Copy everything from the line containing "Given the photo above, point to the clasped" down to the end of the records, including the requests. Increase every coordinate in the answers by 80, and leave the numbers in the requests and their format samples unchanged.

Recorded data —
—————

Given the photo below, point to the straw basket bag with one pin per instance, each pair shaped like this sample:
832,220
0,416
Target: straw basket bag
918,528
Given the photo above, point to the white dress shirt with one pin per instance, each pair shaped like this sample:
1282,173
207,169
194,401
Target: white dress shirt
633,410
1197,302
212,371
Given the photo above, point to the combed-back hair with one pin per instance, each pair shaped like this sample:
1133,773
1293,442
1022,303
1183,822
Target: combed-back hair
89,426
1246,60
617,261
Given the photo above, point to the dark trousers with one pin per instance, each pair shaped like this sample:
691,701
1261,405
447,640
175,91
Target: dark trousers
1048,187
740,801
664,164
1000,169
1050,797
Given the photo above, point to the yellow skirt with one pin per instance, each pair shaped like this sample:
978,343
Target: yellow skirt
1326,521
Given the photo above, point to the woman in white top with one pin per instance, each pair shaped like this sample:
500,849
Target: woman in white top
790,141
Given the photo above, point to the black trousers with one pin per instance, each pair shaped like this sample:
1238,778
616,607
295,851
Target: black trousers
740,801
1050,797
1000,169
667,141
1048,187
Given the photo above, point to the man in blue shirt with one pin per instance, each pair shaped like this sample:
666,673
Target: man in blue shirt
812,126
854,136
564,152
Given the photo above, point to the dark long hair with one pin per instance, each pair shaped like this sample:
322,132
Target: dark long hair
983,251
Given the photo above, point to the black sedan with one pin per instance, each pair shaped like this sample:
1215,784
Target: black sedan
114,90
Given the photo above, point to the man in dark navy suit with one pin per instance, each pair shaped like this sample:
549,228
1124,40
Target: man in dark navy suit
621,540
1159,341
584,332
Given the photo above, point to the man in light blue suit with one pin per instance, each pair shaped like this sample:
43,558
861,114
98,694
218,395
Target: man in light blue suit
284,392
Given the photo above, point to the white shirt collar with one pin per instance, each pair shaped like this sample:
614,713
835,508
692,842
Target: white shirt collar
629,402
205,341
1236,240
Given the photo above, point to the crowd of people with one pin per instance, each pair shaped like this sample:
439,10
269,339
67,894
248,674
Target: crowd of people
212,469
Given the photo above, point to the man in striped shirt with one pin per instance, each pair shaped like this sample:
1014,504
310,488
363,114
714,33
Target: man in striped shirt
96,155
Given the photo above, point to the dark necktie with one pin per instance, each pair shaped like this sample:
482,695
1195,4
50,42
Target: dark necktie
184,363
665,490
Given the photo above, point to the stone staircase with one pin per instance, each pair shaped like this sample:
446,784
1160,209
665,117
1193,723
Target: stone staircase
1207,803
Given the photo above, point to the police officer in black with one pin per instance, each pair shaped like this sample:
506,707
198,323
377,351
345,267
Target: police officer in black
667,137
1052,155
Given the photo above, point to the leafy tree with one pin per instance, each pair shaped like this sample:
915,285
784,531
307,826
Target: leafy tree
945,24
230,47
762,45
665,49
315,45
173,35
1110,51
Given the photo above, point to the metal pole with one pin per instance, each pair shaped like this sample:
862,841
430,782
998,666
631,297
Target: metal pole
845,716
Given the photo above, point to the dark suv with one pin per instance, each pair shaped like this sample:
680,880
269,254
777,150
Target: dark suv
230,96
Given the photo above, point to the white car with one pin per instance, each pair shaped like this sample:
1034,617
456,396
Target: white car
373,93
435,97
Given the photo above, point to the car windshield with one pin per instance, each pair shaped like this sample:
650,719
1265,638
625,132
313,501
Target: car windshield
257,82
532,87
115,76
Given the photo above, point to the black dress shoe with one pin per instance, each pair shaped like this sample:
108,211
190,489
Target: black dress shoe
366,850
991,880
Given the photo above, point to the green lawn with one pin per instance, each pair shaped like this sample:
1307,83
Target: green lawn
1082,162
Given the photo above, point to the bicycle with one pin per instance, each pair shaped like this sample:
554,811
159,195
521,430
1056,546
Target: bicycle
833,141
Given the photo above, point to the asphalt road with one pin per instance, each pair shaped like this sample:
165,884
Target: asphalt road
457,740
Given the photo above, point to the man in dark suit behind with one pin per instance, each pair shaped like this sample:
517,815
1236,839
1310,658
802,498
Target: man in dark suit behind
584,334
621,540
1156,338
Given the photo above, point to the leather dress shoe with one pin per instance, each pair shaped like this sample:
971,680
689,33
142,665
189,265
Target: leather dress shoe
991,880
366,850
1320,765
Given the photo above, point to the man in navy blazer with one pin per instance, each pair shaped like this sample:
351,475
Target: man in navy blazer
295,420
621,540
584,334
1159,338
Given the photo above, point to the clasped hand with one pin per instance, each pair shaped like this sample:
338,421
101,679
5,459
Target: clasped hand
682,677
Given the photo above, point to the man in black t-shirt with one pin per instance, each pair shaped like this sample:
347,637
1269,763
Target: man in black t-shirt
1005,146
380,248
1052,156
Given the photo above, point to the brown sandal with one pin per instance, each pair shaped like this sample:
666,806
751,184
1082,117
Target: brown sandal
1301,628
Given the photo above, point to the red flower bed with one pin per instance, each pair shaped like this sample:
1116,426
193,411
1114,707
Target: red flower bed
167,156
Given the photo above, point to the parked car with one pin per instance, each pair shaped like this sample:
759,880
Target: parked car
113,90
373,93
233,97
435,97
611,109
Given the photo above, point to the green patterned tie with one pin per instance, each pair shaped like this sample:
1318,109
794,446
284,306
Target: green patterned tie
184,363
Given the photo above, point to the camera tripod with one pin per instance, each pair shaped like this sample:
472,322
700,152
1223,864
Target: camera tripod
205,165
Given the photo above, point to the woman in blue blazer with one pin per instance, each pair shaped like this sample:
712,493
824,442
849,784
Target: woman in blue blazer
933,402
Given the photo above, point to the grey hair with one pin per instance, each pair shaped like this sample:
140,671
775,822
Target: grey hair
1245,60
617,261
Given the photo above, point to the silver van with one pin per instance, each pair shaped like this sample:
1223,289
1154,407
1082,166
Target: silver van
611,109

—————

Response to this task —
Given the photo above, point to the clasped hand with one pin per instance, each pair shaped like this sample:
338,421
101,679
5,459
Target: clasped hand
762,757
Given the photo above, point to the man in black t-shirt with one pin per instance, each pair shaped like this sample:
347,637
1269,763
Target: man in black t-shirt
1085,226
460,328
1132,236
Given the photo above, point to the brown sandal with one pin per instance, each pair shaped like this sample:
666,806
751,184
1082,117
Target: brown sandal
1381,708
Given the photo above, point to the red flower bed with one pin per instance, each pair shaped like this sample:
1116,426
193,411
1114,707
Target: red flower bed
247,236
Given the photo above, point to the parked car with one pin per instance, each pair shaped like this sample:
759,880
Target: parked car
193,170
453,173
313,177
515,177
691,189
Given the photo above, point to the green patterned tie with one pin per instance, each pair shaped like this sample:
1318,109
794,446
284,306
Target: green patterned tie
264,443
Given the photo above, point to the camera tripod with one pin per instance, each pair shaped like this sample:
472,322
700,152
1223,864
Target: camera tripod
285,245
Given the photo above, point to the woman in blue blazer with one pin per instance, each pair shaped like this sample:
712,493
824,442
849,784
Target: woman in blue blazer
1013,482
Given the photo above, point to the grey hair with one pin per instance, each pair shaped like this sample:
140,671
775,822
Target: grey hair
1325,140
697,341
Given the photo above, point to the silver van with one pin per instance, each pair shaped like this sample:
1223,289
1154,407
1082,166
Target: silver van
691,189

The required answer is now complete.